[WORK TO BE COMPLETED]
Turn the lines from the beginning of the listing through the one containing "1279 229 L 1279" into a JSON list of strings, one string per line, omitting blank lines. Leave the picture out.

[PROVIDED RECORDS]
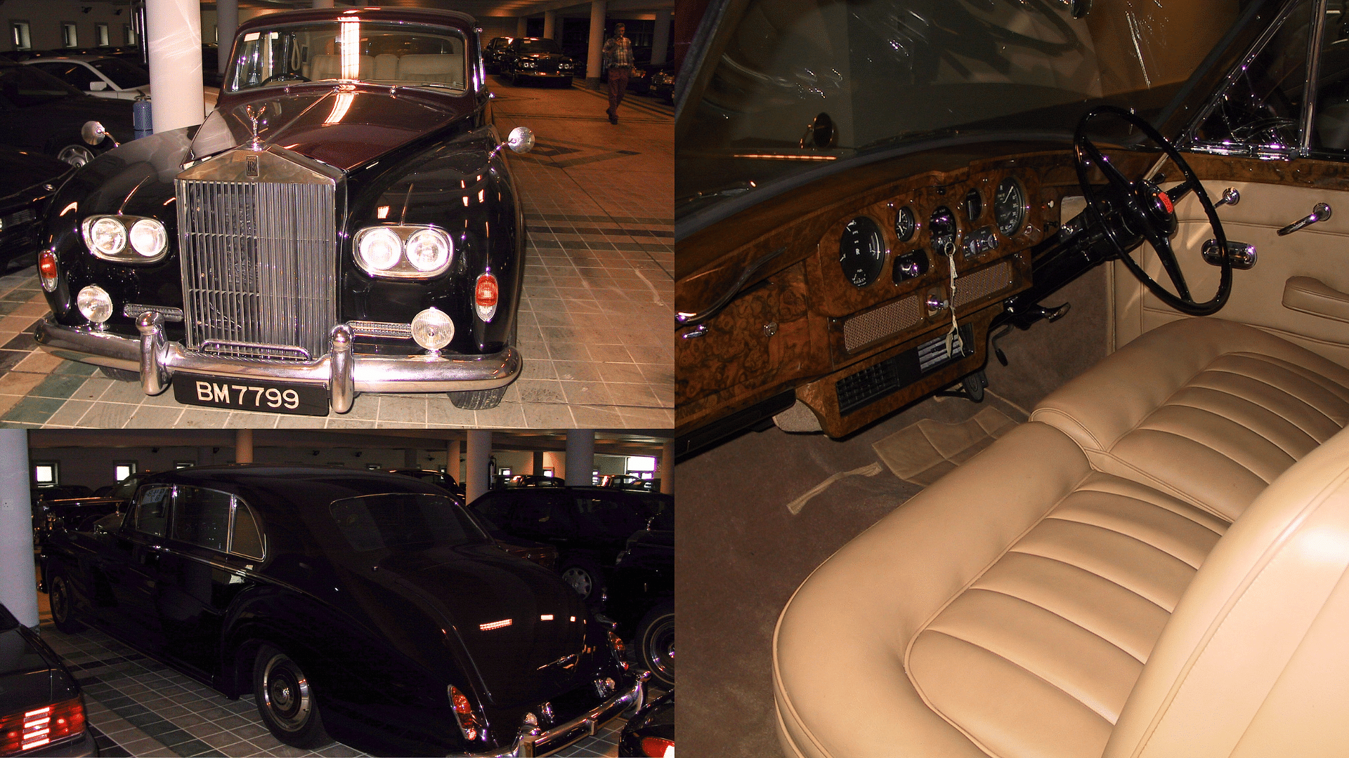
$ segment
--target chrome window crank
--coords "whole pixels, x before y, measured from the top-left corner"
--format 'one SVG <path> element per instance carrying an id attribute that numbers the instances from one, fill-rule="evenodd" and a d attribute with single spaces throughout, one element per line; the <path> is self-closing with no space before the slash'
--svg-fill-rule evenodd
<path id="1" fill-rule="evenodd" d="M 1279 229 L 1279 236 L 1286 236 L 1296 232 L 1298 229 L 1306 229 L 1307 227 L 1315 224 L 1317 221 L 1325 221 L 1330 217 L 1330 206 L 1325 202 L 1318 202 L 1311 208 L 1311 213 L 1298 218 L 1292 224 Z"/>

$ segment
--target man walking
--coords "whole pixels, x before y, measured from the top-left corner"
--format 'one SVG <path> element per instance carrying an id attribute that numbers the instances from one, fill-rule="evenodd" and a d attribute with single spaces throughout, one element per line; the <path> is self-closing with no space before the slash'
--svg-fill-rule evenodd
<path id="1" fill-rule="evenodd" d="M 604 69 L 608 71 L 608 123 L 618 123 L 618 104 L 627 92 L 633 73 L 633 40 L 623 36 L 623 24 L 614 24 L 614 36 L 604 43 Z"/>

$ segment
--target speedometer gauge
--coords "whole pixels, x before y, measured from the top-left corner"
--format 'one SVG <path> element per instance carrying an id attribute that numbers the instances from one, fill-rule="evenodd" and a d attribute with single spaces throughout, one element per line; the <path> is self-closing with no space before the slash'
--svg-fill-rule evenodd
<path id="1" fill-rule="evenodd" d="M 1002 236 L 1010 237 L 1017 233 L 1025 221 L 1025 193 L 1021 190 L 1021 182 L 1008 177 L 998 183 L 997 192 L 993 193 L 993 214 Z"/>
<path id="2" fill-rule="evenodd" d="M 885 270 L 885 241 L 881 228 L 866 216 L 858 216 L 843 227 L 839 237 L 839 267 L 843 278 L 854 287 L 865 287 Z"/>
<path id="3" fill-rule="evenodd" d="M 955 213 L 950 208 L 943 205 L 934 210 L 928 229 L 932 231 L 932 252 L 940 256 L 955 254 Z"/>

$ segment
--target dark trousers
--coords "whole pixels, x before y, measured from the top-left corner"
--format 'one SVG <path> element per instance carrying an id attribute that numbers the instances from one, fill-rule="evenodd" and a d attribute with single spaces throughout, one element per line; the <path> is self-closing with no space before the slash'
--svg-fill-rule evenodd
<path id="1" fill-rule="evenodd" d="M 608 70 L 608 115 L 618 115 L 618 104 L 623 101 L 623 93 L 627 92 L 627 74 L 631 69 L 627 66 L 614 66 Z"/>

[OUTPUT]
[
  "$ segment",
  "--target chrome window crank",
  "--coords \"whole pixels, x before y, measured from the top-left corner\"",
  "--format 'one SVG <path> element per instance carrying an id attribute that numbers the instances from one, fill-rule=\"evenodd\" and a d attribute with single spaces throughout, one element per line; the <path> is self-closing with no space before the slash'",
  "--svg-fill-rule evenodd",
  "<path id=\"1\" fill-rule=\"evenodd\" d=\"M 1279 229 L 1279 236 L 1286 236 L 1296 232 L 1298 229 L 1306 229 L 1307 227 L 1315 224 L 1317 221 L 1325 221 L 1330 217 L 1330 206 L 1325 202 L 1318 202 L 1311 208 L 1311 213 L 1298 218 L 1292 224 Z\"/>"
]